» **What you need to do**:
Rewrite every line of the material below as a numbered list, omitting blank lines. Leave the pictures out of the list.

» **Raw data**:
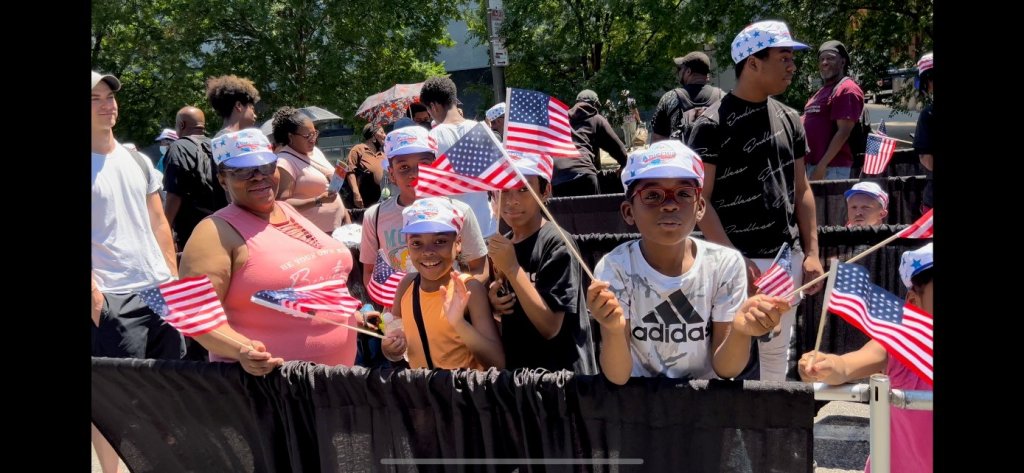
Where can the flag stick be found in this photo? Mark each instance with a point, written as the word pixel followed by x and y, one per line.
pixel 834 266
pixel 544 208
pixel 302 314
pixel 241 344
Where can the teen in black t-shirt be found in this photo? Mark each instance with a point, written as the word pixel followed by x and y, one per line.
pixel 543 319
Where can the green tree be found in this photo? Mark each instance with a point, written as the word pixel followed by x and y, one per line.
pixel 563 46
pixel 332 53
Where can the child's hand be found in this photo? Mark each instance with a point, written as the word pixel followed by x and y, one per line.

» **Exercise result**:
1. Where can the flag stick be found in this photo? Mark each instance with a point, written as the word pixel followed by x and y, one per line.
2. pixel 834 266
3. pixel 544 208
4. pixel 302 314
5. pixel 241 344
6. Where can the teen in black t-shirt be found in this photo? Mark each instance with a point, written as the word pixel followed by x and y, one per line.
7. pixel 543 319
8. Where can the green tree be found in this photo? Mark each instance with a point, written as the word pixel followed by x and y, one per line.
9. pixel 563 46
10. pixel 332 53
11. Where can the child's hand be found in this photo? Mark each instance with a point, written as the word pixel followed by x and y, one per line.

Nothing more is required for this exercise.